*Brief*
Your output should be every line below, copied exactly.

------ Records for processing ------

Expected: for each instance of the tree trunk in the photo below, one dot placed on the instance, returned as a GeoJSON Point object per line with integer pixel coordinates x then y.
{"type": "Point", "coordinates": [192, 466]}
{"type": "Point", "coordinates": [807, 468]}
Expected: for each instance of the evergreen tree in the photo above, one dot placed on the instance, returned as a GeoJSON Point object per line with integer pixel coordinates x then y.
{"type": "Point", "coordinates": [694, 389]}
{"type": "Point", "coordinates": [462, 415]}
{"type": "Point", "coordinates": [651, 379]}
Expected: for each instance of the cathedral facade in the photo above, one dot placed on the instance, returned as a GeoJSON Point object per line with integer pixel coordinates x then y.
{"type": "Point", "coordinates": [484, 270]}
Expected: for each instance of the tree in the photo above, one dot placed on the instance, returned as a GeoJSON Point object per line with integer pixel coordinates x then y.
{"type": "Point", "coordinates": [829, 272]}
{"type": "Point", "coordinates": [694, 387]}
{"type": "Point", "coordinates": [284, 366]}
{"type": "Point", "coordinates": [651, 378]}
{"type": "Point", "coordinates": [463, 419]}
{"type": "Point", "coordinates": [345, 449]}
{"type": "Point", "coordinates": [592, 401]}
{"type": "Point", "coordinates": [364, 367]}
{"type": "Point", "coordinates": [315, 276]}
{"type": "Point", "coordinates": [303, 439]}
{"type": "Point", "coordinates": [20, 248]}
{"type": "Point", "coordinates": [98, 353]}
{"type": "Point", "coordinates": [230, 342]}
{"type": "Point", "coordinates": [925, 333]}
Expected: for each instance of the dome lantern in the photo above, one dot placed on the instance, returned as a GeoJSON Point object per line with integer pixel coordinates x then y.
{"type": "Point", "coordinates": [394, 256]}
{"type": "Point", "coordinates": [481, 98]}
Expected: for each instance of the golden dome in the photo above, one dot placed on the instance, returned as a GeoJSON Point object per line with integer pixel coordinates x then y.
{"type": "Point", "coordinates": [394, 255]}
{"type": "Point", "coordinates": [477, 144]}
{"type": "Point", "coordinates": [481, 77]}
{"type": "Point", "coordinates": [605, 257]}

------

*Solved problem*
Expected: for each instance of the tree trunk in the photo below, one dot placed on the instance, returned as a GeoJSON Point object per line with integer pixel coordinates x then y.
{"type": "Point", "coordinates": [192, 466]}
{"type": "Point", "coordinates": [807, 468]}
Expected: for each instance of the evergreen tree in the photo above, one dot placed on the instance, returned as a GeoJSON Point object per line with integer pixel coordinates x then y.
{"type": "Point", "coordinates": [694, 389]}
{"type": "Point", "coordinates": [462, 415]}
{"type": "Point", "coordinates": [651, 379]}
Expected: for each instance of the cathedral facade in the photo above, one dot placed on the instance, returned as a GeoJSON Point object per line with integer pixel coordinates x then y.
{"type": "Point", "coordinates": [484, 270]}
Expected: for each instance of the tree in the photo above, one dot placed on the instance, returned as a GeoJSON Point object per line with integer pixel coordinates x then y.
{"type": "Point", "coordinates": [829, 272]}
{"type": "Point", "coordinates": [694, 387]}
{"type": "Point", "coordinates": [284, 366]}
{"type": "Point", "coordinates": [651, 378]}
{"type": "Point", "coordinates": [463, 419]}
{"type": "Point", "coordinates": [345, 449]}
{"type": "Point", "coordinates": [592, 401]}
{"type": "Point", "coordinates": [364, 367]}
{"type": "Point", "coordinates": [315, 276]}
{"type": "Point", "coordinates": [303, 439]}
{"type": "Point", "coordinates": [20, 248]}
{"type": "Point", "coordinates": [98, 353]}
{"type": "Point", "coordinates": [230, 342]}
{"type": "Point", "coordinates": [925, 333]}
Expected: for each instance of the dome lantern in the photo above, one dot placed on the instance, returned as a GeoJSON Point object per line with integer pixel coordinates x then y.
{"type": "Point", "coordinates": [394, 256]}
{"type": "Point", "coordinates": [481, 98]}
Expected: for each instance of the golden dome in the photo above, one dot placed on the instance, returned as a GeoJSON Point object per line with integer pixel coordinates x then y.
{"type": "Point", "coordinates": [394, 255]}
{"type": "Point", "coordinates": [477, 144]}
{"type": "Point", "coordinates": [481, 77]}
{"type": "Point", "coordinates": [605, 257]}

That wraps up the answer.